Answer these from the sales-forecasting text below:
(a) How far ahead does the finance team want to forecast sales?
(b) For regression tasks, what does a random forest return?
(c) In what file format does the app let users upload data?

> [Text under study]
:::
Rossman Pharmaceuticals has multiple stores across several cities and the finance team wants to forecast sales in all these stores across several cities six weeks ahead of time. The data team identified factors such as promotions, competition, school and state holidays, seasonality, and locality as necessary for predicting the sales across the various stores. The objective here is to use the data provided to build and serve an end-to-end product that delivers the prediction to analysts in the finance team.
Different techniques were used in the project to train and serve the prediction, this was done to enable us to choose the best one. The techniques used are:
- Linear regression
- Random Forest
- Deep Learning (Long Shot-Term Memory - LSTM)
It is a linear approach to modelling and mapping the relationship between one variable, which is usually a target(y) and another variable or variables that are usually the features that determine the target. If regression analysis is known on a data that has just a single feature, it is said to be a univariate analysis, if it involves a dataset with multiple features, it is termed 'multivariate analysis'. The dataset used in this project has many features (as shown above) and so the analysis carried out is a multivariate analysis.
Random forests or random decision forests, according to Wikipedia, are an ensemble learning method for classification, regression and other tasks that operates by constructing a multitude of decision trees at training time. For regression tasks, the mean or average prediction of the individual trees is returned. This algorithm was also used to make predictions.
Long short-term memory is an artificial recurrent neural network architecture used in the field of deep learning. It can process not only single data points (such as images), but also entire sequences of data (such as speech or video). LSTM networks are well suited for a classification task, processing and making predictions based on time series. Since LSTM is good for time series, we isolated the pharmaceutical data into time series data and created a deep learning model (LSTM) that is suitable for predictions.
A streamlit app was created to serve the model. The app allows users to upload the data as a csv file and predict - the deep learning model is running under the hood. Here is the link https://github.com/SamDewriter/deployed_app to the repository that contains the code of the app.
:::
> [Entries supplied]

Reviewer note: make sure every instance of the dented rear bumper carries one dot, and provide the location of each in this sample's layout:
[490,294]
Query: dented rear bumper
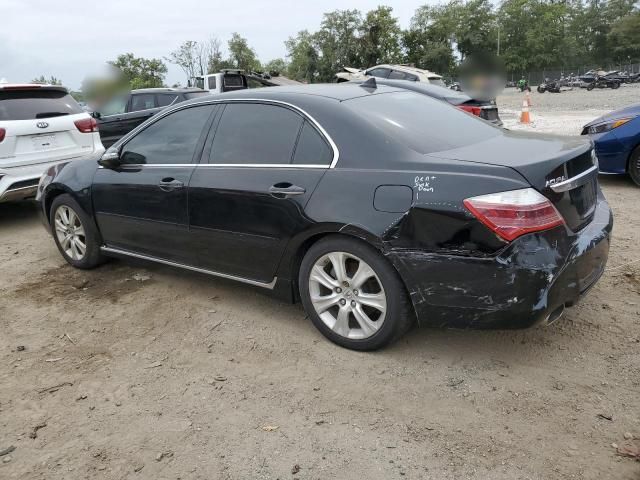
[528,281]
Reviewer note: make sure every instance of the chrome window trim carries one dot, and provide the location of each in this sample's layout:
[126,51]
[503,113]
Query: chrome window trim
[269,285]
[304,113]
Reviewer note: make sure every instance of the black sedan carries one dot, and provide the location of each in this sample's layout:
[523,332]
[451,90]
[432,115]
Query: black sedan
[372,206]
[485,109]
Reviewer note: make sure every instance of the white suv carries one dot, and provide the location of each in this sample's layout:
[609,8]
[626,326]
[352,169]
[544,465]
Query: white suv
[392,72]
[40,125]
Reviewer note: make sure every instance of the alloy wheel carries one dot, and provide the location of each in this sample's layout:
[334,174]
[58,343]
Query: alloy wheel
[347,295]
[70,232]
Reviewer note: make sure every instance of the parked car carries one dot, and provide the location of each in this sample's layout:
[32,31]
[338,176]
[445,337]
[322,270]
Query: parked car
[371,206]
[40,125]
[487,110]
[392,72]
[123,113]
[227,80]
[616,137]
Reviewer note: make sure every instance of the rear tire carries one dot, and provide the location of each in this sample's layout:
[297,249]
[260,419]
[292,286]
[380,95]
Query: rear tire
[634,166]
[75,235]
[353,295]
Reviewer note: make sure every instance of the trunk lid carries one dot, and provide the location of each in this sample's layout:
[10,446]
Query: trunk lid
[39,124]
[549,163]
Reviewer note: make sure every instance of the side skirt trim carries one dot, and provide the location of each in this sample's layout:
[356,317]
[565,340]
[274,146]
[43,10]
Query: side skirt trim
[117,251]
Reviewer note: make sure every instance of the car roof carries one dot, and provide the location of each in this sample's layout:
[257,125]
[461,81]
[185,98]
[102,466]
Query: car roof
[407,68]
[32,86]
[332,91]
[435,91]
[168,90]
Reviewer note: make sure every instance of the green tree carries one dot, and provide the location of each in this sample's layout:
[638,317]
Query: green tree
[241,55]
[474,27]
[428,41]
[380,38]
[337,42]
[141,72]
[47,81]
[303,57]
[187,57]
[278,65]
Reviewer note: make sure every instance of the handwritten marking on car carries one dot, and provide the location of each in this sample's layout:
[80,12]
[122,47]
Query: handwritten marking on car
[424,183]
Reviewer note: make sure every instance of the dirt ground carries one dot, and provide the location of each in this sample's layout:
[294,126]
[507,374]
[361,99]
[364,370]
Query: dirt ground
[136,371]
[566,112]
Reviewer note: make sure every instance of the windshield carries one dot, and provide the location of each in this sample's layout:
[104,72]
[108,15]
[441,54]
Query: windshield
[198,82]
[421,123]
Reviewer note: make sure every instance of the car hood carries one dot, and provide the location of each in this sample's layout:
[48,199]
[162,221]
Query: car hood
[630,111]
[534,156]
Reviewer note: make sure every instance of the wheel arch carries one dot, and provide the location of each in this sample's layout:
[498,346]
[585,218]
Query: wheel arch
[292,259]
[53,191]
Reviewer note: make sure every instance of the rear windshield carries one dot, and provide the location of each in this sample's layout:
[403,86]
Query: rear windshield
[233,80]
[33,104]
[190,95]
[437,81]
[421,123]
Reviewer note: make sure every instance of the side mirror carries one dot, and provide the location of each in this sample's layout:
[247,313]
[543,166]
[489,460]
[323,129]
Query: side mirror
[110,160]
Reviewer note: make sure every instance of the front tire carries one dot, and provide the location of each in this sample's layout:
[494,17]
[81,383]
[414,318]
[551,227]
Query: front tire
[74,233]
[353,295]
[634,166]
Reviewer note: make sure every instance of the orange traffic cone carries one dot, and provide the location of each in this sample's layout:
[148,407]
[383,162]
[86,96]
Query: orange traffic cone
[524,116]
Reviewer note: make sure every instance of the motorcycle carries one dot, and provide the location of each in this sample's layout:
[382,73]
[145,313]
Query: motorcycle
[549,86]
[601,81]
[523,85]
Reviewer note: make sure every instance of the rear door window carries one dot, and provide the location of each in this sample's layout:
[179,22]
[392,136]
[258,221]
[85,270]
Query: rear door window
[142,101]
[170,140]
[34,104]
[312,149]
[254,133]
[115,106]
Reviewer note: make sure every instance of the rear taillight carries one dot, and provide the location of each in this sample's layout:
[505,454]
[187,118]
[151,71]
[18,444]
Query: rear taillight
[87,125]
[514,213]
[473,110]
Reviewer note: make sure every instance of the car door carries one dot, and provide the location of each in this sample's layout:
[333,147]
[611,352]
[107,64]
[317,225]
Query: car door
[141,206]
[247,197]
[110,116]
[141,106]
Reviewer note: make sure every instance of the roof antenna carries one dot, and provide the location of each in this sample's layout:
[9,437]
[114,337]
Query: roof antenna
[369,83]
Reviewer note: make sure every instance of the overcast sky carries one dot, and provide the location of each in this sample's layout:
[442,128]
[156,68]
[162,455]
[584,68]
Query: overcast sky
[72,38]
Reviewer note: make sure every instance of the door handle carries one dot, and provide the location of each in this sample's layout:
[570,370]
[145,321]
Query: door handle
[283,190]
[170,184]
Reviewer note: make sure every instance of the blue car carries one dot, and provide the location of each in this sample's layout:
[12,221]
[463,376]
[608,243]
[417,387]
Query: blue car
[616,136]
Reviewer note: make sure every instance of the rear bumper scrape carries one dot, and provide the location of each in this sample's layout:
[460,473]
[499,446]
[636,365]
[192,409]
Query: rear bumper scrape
[535,276]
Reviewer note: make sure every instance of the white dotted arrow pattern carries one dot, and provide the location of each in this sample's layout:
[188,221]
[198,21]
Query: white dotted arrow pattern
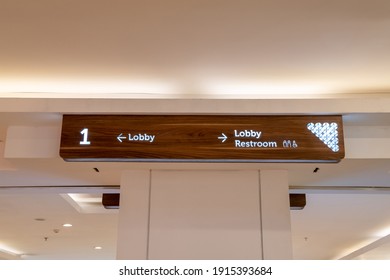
[327,133]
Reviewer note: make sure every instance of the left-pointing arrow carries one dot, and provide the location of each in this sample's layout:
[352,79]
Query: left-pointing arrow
[120,137]
[223,137]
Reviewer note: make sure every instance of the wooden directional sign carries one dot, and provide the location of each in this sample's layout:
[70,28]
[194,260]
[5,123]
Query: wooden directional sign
[228,138]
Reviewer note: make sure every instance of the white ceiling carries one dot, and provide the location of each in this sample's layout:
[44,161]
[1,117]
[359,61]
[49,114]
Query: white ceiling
[113,53]
[195,47]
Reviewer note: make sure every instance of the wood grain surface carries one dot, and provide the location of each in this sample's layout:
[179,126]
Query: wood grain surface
[197,138]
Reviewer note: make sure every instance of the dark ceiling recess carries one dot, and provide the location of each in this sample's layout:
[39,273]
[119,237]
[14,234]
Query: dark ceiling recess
[297,201]
[111,201]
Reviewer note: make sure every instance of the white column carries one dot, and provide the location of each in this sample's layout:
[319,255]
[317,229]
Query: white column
[133,224]
[275,215]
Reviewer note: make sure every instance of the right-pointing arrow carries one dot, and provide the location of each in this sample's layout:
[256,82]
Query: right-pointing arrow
[223,137]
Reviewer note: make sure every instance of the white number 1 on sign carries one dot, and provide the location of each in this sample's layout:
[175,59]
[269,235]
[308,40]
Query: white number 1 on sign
[85,141]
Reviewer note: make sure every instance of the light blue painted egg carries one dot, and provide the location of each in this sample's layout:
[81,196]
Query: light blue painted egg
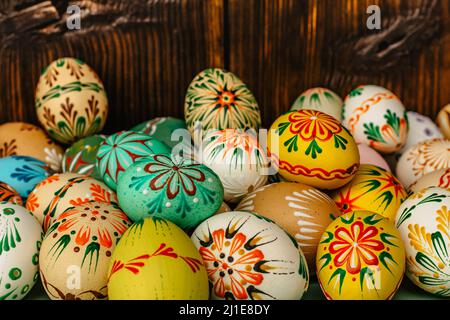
[182,190]
[22,173]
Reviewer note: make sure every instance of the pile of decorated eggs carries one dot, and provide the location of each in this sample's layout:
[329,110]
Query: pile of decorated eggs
[338,191]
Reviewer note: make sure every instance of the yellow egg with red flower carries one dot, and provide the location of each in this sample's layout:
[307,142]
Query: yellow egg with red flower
[313,148]
[360,257]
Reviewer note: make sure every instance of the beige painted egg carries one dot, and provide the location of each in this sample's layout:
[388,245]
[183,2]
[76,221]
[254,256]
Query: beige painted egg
[71,102]
[423,158]
[25,139]
[58,192]
[249,257]
[443,120]
[303,211]
[439,178]
[77,249]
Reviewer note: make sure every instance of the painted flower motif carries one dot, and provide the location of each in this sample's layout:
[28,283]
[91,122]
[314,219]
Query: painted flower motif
[230,265]
[172,175]
[312,124]
[352,246]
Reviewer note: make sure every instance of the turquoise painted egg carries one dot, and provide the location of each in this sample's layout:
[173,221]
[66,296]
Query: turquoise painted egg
[81,156]
[23,173]
[121,150]
[179,190]
[161,128]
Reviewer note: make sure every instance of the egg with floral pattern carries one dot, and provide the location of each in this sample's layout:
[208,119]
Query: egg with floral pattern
[180,190]
[439,178]
[77,250]
[313,148]
[25,139]
[238,159]
[424,223]
[121,150]
[423,158]
[249,257]
[321,99]
[71,102]
[81,156]
[54,195]
[155,260]
[8,194]
[303,211]
[22,173]
[217,99]
[373,189]
[360,257]
[20,241]
[376,116]
[161,128]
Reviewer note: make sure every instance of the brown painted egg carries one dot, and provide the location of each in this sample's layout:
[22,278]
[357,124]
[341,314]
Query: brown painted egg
[58,192]
[25,139]
[71,101]
[303,211]
[77,249]
[8,194]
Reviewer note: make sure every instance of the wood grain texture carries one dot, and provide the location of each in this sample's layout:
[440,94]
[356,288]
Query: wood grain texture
[147,52]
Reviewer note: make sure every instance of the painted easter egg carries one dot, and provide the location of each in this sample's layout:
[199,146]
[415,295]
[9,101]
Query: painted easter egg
[8,194]
[22,173]
[368,155]
[320,99]
[250,257]
[81,156]
[439,178]
[237,158]
[360,257]
[71,102]
[423,158]
[121,150]
[25,139]
[54,195]
[155,260]
[373,189]
[180,190]
[421,128]
[313,148]
[77,250]
[162,129]
[20,241]
[303,211]
[443,121]
[376,117]
[424,223]
[217,99]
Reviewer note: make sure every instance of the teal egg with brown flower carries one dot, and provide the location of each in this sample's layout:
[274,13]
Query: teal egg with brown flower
[180,190]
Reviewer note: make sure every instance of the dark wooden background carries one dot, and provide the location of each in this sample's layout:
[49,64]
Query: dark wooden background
[147,52]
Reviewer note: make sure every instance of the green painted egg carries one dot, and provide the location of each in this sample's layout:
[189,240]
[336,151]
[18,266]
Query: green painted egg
[81,156]
[182,191]
[161,128]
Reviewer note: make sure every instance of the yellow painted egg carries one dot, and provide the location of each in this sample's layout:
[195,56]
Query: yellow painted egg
[439,178]
[360,257]
[25,139]
[249,257]
[423,158]
[313,148]
[303,211]
[156,260]
[71,102]
[54,195]
[217,99]
[77,249]
[424,224]
[373,189]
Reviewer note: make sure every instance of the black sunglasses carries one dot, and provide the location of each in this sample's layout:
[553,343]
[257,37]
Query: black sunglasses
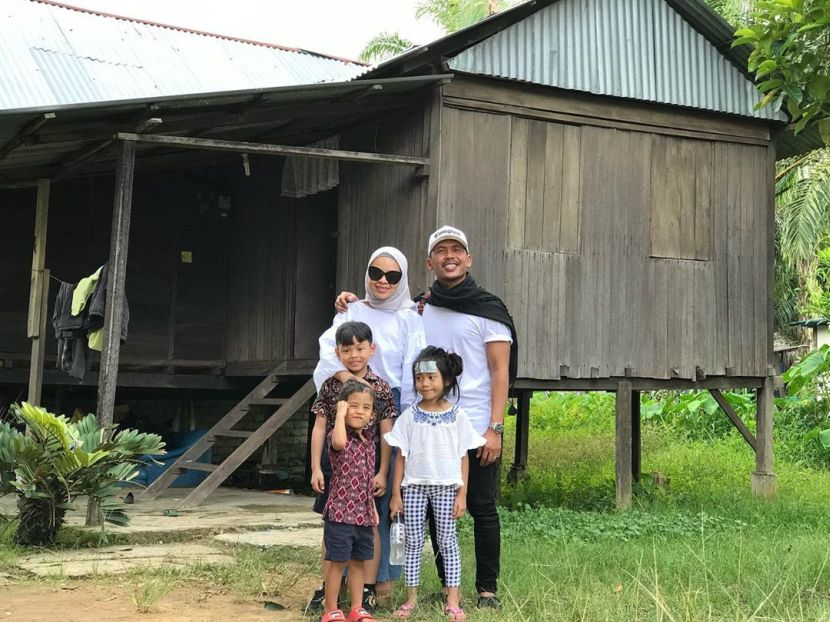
[392,277]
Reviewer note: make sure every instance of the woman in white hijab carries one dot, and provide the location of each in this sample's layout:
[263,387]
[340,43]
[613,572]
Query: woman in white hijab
[398,335]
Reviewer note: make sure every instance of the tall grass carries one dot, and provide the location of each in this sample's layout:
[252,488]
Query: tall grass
[701,548]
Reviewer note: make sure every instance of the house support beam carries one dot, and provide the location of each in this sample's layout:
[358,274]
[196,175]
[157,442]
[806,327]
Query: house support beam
[116,271]
[636,438]
[26,134]
[623,444]
[113,311]
[38,295]
[274,150]
[763,477]
[519,465]
[734,418]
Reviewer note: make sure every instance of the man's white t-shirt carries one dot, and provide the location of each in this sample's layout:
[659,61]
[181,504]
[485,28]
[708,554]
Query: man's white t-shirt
[467,336]
[398,337]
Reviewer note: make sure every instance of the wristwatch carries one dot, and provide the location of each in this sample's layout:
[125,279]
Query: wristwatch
[498,428]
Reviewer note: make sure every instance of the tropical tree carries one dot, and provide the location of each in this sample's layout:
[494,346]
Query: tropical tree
[450,15]
[791,52]
[58,460]
[383,46]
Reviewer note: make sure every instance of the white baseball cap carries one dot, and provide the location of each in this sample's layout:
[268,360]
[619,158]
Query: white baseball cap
[447,233]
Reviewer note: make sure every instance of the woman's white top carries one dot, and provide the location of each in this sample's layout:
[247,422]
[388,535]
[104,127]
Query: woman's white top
[433,444]
[398,337]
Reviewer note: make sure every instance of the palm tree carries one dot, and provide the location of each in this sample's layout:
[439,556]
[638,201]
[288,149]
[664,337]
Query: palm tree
[802,205]
[450,15]
[384,46]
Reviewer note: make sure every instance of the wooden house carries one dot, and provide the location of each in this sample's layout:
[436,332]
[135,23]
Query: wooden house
[605,160]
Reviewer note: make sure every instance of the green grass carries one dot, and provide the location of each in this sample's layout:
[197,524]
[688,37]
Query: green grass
[702,548]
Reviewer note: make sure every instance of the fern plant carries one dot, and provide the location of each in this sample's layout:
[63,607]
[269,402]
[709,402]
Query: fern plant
[57,461]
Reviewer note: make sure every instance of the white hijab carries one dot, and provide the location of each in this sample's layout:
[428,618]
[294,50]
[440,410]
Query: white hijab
[400,298]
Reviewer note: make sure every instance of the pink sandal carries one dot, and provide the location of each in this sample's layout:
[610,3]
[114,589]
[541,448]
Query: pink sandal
[359,613]
[403,612]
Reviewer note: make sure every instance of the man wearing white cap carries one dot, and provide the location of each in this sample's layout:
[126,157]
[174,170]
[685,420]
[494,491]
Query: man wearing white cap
[461,317]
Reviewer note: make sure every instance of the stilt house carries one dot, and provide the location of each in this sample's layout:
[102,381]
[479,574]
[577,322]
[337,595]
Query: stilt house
[605,159]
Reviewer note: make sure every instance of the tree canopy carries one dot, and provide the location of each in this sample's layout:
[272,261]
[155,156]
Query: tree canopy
[791,51]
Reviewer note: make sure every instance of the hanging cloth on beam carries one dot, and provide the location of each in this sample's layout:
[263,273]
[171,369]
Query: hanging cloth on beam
[303,176]
[78,321]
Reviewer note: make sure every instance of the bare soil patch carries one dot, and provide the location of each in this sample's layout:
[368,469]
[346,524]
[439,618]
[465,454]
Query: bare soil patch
[81,601]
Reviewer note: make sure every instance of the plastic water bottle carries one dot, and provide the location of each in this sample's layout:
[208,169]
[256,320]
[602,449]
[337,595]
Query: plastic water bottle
[397,538]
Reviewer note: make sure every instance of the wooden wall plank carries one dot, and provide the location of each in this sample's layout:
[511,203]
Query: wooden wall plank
[535,201]
[569,220]
[552,196]
[517,193]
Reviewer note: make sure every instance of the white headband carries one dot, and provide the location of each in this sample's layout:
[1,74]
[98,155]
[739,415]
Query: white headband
[426,367]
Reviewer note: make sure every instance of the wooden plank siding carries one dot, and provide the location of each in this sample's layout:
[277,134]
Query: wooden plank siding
[620,251]
[384,205]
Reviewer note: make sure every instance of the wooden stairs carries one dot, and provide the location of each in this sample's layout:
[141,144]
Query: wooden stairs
[282,409]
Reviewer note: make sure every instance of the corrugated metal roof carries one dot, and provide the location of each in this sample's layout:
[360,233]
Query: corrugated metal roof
[54,55]
[638,49]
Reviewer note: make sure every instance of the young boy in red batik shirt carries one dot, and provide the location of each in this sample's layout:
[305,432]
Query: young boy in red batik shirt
[350,515]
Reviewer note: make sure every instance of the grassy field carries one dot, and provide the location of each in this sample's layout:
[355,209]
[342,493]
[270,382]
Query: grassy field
[702,548]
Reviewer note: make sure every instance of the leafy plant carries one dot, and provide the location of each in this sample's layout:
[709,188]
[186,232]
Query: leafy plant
[696,414]
[789,58]
[58,461]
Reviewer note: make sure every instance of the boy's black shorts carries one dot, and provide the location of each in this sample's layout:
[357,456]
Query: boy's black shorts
[346,542]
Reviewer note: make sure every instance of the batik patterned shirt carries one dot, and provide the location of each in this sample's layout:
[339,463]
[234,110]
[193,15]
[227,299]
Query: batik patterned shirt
[350,490]
[326,403]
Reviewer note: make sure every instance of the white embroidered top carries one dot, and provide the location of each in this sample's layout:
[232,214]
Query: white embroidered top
[398,337]
[433,444]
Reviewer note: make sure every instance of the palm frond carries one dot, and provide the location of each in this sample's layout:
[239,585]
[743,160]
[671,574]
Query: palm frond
[384,46]
[803,204]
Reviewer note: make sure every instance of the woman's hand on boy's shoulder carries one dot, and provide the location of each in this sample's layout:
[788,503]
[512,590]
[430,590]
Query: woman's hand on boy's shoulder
[459,506]
[341,303]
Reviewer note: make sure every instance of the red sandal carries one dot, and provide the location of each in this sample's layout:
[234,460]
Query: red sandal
[359,613]
[333,616]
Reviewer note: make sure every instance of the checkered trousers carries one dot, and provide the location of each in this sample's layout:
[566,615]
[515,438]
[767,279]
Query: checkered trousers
[415,499]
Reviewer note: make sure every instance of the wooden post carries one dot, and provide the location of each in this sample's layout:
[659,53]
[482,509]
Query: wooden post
[38,294]
[522,433]
[636,439]
[623,445]
[116,270]
[763,478]
[39,346]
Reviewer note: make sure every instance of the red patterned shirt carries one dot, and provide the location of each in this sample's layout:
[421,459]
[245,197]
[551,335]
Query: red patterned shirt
[350,489]
[326,403]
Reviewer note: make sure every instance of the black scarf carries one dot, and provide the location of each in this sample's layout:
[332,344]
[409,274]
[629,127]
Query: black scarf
[468,298]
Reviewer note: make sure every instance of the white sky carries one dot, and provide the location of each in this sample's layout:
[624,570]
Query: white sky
[336,27]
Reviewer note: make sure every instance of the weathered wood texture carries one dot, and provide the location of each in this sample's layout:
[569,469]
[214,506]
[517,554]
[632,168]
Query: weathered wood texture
[622,251]
[384,205]
[205,290]
[623,453]
[116,276]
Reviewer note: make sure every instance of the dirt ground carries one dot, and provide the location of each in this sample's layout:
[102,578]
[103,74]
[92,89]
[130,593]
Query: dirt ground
[80,601]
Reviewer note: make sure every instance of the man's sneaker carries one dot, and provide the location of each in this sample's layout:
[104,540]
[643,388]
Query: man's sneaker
[488,602]
[370,600]
[315,605]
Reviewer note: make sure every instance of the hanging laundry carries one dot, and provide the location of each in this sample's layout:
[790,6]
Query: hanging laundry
[78,321]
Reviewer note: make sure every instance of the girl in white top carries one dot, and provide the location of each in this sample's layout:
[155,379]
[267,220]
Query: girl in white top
[433,437]
[398,335]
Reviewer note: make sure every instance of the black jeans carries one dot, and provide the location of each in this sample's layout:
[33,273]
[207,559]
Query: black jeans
[481,503]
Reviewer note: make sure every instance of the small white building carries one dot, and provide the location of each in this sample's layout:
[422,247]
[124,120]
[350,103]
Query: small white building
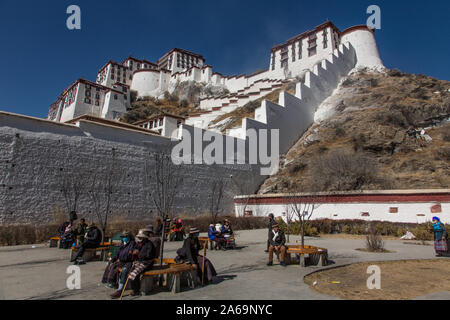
[86,97]
[407,206]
:::
> [Expected output]
(a) Six weeks ahead of time.
(b) The mean or average prediction of the individual trees.
(c) A csv file.